== Data section ==
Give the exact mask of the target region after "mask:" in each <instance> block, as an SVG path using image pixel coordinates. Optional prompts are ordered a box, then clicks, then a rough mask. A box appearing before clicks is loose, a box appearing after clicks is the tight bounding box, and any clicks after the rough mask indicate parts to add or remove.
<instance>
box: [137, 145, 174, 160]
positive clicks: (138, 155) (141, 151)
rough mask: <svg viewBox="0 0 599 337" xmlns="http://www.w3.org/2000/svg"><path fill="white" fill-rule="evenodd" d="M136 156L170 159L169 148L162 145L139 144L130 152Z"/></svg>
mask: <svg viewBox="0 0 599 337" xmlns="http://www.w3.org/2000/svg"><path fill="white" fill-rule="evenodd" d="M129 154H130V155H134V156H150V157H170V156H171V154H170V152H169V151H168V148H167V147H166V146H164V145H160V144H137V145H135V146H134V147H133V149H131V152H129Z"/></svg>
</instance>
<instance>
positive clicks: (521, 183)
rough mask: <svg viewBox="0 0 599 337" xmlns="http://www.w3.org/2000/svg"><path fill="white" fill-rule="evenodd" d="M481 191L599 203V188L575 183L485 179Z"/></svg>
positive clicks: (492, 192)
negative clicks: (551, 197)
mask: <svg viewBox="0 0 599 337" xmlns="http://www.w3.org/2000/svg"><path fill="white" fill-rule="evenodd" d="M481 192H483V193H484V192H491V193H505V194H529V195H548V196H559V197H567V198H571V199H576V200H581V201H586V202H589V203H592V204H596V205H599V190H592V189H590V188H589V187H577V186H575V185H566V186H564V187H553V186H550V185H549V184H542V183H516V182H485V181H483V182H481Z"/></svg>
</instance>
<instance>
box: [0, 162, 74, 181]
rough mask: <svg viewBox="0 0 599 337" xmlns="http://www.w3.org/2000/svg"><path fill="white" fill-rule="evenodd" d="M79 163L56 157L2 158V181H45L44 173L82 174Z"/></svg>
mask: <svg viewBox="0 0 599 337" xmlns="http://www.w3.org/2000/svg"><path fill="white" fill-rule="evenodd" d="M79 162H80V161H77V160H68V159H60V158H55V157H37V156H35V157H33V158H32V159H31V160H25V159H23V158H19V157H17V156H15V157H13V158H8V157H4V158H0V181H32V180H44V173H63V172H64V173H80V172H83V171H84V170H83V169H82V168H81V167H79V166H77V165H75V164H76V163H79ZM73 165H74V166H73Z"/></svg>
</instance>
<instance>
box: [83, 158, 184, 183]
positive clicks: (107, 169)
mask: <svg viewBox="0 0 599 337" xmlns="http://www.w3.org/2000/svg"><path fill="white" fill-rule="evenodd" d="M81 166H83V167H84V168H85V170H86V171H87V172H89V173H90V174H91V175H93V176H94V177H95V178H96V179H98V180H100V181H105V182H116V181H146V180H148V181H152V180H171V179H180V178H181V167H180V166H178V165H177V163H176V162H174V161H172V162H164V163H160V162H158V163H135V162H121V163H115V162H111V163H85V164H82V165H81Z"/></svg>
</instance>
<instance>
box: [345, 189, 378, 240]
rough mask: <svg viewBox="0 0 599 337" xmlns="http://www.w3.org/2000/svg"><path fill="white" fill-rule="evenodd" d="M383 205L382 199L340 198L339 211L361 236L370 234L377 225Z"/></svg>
===
● **Exercise objective**
The lines above from the one with "191L599 203V188L575 183L485" through the one with "box: [0, 162, 74, 181]" are to be duplicated exactly, ends included, with nothing added.

● **Answer to this problem**
rough mask: <svg viewBox="0 0 599 337" xmlns="http://www.w3.org/2000/svg"><path fill="white" fill-rule="evenodd" d="M481 191L599 203V188L575 183L485 179Z"/></svg>
positive clicks: (492, 192)
negative clicks: (551, 197)
mask: <svg viewBox="0 0 599 337" xmlns="http://www.w3.org/2000/svg"><path fill="white" fill-rule="evenodd" d="M481 192H483V193H484V192H491V193H505V194H529V195H548V196H559V197H567V198H571V199H576V200H581V201H586V202H589V203H592V204H596V205H599V190H592V189H590V188H589V187H577V186H575V185H566V186H564V187H553V186H550V185H549V184H542V183H516V182H485V181H483V182H481Z"/></svg>
</instance>
<instance>
box: [0, 162, 74, 181]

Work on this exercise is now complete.